#### Set problem
Starting with the line that contains "Wildlife-survey input: mark every instance of the potted" and going on through the line that contains "point(1087, 714)", write out every line of the records again. Move each point by adding 130 to both of its coordinates.

#### Information provided
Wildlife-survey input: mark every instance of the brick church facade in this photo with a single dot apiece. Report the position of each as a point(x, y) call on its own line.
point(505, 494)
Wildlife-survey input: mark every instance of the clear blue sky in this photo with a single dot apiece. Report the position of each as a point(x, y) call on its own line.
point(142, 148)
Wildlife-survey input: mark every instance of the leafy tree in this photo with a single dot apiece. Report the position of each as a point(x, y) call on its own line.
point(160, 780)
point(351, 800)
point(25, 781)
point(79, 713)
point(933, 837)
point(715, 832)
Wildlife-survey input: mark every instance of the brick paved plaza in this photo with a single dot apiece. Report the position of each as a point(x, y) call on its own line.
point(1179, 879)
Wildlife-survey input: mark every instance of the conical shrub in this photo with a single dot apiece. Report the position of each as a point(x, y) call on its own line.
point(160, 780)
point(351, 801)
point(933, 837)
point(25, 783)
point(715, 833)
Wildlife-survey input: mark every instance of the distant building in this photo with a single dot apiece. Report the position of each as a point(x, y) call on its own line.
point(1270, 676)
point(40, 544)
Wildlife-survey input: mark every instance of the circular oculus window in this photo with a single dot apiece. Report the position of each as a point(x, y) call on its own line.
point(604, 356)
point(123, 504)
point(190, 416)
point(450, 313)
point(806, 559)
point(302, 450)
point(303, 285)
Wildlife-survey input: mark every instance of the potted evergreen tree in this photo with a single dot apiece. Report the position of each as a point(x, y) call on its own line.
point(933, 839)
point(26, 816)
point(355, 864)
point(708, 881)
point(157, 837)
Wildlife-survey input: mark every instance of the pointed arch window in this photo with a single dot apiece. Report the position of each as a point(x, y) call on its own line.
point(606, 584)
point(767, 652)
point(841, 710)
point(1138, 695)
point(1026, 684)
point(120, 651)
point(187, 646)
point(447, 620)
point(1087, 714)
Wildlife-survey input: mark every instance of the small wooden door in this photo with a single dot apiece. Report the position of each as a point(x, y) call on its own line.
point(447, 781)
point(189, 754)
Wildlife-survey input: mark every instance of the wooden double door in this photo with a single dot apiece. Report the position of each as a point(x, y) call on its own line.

#### Answer for this exercise
Wildlife-survey input: mark every instance of the potted evergreen tree in this photo with a single dot apiece. Report the position of each as a point(x, y) call on its own line.
point(1063, 969)
point(156, 946)
point(485, 994)
point(838, 1011)
point(287, 967)
Wildlife-survey input: mark every instance of the pointed arch window in this photo with a single dot apiece. Report the position of each as a point(x, y) call on its own line.
point(736, 714)
point(897, 782)
point(971, 840)
point(1268, 825)
point(1156, 814)
point(250, 781)
point(317, 776)
point(577, 750)
point(1217, 844)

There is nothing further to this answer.